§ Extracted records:
────────────────────

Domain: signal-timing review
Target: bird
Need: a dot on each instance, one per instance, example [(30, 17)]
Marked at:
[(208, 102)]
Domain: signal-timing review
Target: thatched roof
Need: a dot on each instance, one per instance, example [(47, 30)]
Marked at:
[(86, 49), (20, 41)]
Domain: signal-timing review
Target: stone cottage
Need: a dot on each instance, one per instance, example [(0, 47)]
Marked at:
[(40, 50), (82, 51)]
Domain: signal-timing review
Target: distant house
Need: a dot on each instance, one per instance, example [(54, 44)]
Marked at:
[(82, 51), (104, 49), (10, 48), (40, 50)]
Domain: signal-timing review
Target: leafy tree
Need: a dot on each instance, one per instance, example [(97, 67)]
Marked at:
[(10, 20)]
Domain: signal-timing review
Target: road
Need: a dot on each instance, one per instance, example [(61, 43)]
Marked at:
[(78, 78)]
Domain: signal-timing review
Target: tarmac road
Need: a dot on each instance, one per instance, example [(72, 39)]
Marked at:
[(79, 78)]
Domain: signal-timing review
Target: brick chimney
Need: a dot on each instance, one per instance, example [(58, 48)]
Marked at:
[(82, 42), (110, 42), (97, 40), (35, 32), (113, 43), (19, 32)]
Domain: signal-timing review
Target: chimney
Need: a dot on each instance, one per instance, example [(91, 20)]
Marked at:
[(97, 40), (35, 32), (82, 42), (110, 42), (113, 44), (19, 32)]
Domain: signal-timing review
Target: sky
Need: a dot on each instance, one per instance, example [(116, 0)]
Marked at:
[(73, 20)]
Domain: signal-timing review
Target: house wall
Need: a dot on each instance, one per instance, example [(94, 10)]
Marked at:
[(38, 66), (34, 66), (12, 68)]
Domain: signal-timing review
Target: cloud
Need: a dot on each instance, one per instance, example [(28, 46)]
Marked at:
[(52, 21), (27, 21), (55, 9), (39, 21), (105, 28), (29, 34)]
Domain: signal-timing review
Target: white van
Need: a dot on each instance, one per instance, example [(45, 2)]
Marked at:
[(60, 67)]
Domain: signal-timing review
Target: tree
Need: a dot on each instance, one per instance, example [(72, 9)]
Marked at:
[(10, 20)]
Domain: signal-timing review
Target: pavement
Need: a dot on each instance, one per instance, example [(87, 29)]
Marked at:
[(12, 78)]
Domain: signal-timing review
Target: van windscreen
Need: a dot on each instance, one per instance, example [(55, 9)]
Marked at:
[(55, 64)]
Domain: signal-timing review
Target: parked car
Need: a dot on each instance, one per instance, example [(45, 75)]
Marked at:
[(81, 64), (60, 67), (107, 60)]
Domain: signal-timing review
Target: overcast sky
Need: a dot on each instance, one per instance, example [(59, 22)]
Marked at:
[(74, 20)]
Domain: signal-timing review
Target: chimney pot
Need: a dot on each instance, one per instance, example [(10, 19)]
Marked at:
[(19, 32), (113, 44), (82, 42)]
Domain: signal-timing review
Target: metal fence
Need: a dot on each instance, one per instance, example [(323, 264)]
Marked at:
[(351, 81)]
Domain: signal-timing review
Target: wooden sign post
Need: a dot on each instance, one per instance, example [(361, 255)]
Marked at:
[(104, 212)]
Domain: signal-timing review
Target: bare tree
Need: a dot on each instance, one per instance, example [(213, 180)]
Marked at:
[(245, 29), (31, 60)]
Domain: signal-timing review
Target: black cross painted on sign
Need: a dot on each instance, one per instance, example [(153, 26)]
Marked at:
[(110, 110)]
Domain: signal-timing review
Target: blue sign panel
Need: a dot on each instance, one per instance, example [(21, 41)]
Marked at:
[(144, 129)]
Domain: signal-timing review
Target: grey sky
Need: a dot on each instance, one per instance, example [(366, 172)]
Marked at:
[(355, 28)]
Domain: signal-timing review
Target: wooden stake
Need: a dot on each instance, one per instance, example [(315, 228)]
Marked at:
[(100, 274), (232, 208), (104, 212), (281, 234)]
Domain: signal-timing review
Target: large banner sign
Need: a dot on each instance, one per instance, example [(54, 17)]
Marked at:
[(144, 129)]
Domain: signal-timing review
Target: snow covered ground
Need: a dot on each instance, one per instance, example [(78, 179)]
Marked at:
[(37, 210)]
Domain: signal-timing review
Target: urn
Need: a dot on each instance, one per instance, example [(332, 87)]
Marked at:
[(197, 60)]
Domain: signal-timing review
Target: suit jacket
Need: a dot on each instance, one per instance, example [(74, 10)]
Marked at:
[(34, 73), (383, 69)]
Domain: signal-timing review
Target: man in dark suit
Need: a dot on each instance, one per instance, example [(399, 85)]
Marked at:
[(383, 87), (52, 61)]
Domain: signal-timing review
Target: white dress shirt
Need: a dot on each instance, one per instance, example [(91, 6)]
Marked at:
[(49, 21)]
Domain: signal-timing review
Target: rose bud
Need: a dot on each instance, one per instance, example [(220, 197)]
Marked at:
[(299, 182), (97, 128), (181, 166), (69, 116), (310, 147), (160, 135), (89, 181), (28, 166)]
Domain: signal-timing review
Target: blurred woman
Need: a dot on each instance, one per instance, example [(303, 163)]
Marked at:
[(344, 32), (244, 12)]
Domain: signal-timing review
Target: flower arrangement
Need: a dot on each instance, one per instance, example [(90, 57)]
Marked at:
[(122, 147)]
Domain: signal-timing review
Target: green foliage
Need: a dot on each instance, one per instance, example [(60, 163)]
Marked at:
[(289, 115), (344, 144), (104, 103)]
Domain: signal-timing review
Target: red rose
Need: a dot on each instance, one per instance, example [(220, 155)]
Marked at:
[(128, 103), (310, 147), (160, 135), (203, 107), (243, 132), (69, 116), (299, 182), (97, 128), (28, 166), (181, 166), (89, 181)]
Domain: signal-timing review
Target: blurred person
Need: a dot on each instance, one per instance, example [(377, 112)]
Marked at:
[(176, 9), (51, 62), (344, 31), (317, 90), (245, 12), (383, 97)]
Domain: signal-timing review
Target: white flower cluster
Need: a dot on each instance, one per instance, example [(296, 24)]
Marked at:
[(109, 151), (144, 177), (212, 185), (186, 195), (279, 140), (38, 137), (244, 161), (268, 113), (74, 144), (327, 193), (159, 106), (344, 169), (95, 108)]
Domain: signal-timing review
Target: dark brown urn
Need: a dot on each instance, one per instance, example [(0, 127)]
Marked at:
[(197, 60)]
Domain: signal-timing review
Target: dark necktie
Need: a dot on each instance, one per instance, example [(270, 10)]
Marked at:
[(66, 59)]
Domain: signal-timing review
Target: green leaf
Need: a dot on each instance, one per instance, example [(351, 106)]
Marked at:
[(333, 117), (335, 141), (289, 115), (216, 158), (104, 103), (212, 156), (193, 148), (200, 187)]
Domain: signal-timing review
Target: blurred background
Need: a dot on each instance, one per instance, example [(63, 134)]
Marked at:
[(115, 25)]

────────────────────

§ WHAT NEEDS TO BE DONE: Every line from the one containing "example [(351, 106)]" through the final line of the data above is to be restated word for word, and nothing more.

§ RESPONSE AREA:
Need: a dot on each instance, one per instance, example [(351, 106)]
Marked at:
[(333, 117), (335, 141), (289, 115), (216, 158), (104, 103), (212, 156), (193, 148), (200, 187)]
Domain: signal-timing review
Target: blurred background
Need: a dot on each instance, one per instance, example [(63, 134)]
Marked at:
[(115, 25)]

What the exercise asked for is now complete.